[Position identification records]
────────

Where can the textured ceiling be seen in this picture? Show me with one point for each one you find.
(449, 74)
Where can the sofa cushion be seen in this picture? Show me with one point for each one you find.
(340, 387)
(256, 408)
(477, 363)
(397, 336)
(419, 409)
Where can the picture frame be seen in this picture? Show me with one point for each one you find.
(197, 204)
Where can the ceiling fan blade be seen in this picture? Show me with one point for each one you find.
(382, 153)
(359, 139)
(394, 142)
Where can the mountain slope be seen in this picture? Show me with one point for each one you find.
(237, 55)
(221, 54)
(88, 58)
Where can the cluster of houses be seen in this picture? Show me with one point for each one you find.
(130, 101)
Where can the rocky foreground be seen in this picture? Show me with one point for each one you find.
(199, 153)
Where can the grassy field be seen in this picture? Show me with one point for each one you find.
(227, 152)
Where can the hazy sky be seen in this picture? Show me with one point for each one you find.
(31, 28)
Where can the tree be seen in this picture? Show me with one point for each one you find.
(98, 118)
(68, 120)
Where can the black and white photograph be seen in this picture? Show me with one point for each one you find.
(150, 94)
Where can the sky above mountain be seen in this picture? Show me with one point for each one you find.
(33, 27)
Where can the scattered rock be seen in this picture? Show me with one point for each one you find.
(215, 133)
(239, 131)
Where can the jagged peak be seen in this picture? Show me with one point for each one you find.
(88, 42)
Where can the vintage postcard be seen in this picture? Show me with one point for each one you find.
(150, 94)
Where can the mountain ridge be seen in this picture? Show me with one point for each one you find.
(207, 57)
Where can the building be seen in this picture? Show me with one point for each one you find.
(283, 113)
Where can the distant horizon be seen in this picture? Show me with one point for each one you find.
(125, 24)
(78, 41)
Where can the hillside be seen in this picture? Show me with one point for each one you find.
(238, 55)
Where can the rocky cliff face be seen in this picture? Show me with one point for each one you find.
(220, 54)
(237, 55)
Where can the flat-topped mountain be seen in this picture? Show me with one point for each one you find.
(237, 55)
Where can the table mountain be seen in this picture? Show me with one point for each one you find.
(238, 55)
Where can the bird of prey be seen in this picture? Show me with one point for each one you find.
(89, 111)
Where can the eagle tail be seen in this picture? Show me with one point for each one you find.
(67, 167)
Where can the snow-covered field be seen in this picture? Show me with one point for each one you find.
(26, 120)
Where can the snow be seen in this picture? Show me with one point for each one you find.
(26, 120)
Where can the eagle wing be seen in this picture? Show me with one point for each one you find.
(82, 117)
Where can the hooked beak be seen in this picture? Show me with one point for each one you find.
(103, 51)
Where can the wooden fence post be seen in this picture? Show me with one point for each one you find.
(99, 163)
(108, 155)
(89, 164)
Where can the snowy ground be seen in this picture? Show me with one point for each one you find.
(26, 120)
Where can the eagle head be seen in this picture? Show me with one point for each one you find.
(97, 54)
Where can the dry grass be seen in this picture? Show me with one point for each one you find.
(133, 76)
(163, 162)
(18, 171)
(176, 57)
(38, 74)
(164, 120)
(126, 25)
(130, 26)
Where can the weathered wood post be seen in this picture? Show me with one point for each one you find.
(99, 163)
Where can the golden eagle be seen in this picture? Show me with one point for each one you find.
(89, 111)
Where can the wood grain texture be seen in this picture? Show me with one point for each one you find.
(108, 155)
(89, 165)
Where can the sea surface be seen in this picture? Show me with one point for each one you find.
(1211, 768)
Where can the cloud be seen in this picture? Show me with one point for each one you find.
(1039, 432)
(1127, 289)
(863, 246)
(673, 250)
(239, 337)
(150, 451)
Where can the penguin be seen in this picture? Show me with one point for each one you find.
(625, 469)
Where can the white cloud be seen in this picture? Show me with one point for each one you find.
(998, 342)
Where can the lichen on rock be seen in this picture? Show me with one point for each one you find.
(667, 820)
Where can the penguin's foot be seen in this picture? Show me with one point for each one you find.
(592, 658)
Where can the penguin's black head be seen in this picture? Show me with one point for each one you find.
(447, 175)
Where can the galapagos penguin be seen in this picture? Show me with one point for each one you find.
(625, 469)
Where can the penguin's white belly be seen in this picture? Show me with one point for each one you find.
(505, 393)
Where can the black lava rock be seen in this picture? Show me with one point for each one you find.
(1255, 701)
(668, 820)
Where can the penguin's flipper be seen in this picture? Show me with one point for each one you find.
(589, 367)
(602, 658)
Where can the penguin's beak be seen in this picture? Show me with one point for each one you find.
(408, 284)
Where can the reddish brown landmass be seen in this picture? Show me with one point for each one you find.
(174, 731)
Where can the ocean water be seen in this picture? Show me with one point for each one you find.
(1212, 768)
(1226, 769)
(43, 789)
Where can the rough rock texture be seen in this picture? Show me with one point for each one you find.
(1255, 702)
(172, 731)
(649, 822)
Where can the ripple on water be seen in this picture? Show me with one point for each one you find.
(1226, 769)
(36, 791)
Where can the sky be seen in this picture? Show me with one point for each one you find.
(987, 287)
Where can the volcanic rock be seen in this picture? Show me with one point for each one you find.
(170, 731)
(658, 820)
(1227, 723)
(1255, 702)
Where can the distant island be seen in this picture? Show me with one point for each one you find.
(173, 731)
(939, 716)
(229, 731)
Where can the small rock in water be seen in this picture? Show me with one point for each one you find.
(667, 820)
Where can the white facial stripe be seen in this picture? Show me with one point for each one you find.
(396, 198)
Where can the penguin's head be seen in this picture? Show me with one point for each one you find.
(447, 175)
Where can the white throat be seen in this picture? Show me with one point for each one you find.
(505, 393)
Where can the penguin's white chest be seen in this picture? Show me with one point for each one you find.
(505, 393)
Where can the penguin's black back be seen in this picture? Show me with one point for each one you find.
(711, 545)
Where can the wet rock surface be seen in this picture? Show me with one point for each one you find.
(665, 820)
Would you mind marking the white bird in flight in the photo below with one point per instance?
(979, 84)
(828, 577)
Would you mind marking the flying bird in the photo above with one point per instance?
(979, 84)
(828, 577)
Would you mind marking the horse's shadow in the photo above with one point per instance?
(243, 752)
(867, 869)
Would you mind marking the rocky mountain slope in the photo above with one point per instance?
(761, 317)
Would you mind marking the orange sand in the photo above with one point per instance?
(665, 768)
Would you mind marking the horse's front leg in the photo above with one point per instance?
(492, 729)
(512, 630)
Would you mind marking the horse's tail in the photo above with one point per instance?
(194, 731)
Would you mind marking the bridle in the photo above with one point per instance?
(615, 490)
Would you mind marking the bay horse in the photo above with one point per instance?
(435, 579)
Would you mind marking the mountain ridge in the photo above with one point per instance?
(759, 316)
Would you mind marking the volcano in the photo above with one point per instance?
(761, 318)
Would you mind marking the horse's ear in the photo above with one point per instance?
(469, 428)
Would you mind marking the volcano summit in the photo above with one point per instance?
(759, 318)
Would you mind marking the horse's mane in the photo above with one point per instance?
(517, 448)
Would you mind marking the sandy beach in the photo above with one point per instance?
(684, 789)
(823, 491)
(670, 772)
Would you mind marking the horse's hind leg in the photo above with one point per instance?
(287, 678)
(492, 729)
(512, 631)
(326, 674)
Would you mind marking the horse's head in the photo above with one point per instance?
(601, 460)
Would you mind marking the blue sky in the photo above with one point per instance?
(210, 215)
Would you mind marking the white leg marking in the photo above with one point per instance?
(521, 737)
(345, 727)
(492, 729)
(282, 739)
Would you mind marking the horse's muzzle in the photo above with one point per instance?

────────

YOUR TASK – Write out again, unchanged, every line from the line containing "Where can the wet" to the final line of the material above.

ANSWER BELOW –
Where can the wet rock surface be seen in this picture? Show me with one point for each one you find.
(665, 820)
Would you mind marking the white bird in flight in the photo below with one point per instance?
(979, 84)
(828, 577)
Would you mind marking the flying bird in the photo above with one point per instance?
(979, 84)
(828, 577)
Would you mind marking the horse's shadow in the photo above with one point per instance?
(243, 752)
(867, 869)
Would you mind marking the rocky mountain slope in the photo above with one point per instance?
(761, 317)
Would you mind marking the orange sand in the photo above with one point per instance?
(665, 768)
Would you mind marking the horse's front leg in the photo above with one point per instance?
(492, 729)
(512, 630)
Would you mind marking the horse's tail in the photo above with one point per instance?
(194, 731)
Would you mind marking the bridle in the photo above with one point per instance?
(615, 490)
Would you mind marking the bay horse in the photo above with one point per instance?
(435, 579)
Would you mind marking the mountain ridge in the photo above with one point per instance?
(759, 316)
Would you mind marking the volcano in the photo above with one point per instance?
(761, 318)
Would you mind marking the horse's ear in the photo above with one point per instance?
(469, 428)
Would you mind marking the volcano summit in the photo above with one point per instance?
(759, 318)
Would you mind marking the horse's mane in the photo above with one point per instance?
(517, 448)
Would you mind marking the sandy beach in the photo above with one point per instance?
(684, 789)
(823, 491)
(670, 772)
Would you mind marking the horse's hind leg in the photo above with one point per instance?
(287, 678)
(492, 729)
(512, 631)
(326, 674)
Would you mind marking the horse's head in the photo above with one point per instance?
(601, 460)
Would you mind marking the blue sky in the photo above with one point per instance?
(210, 215)
Would you mind marking the white leg marking in the photo above with one point per instance?
(521, 737)
(345, 727)
(492, 729)
(282, 739)
Would you mind marking the horse's muzzle in the photo above with one point per instance?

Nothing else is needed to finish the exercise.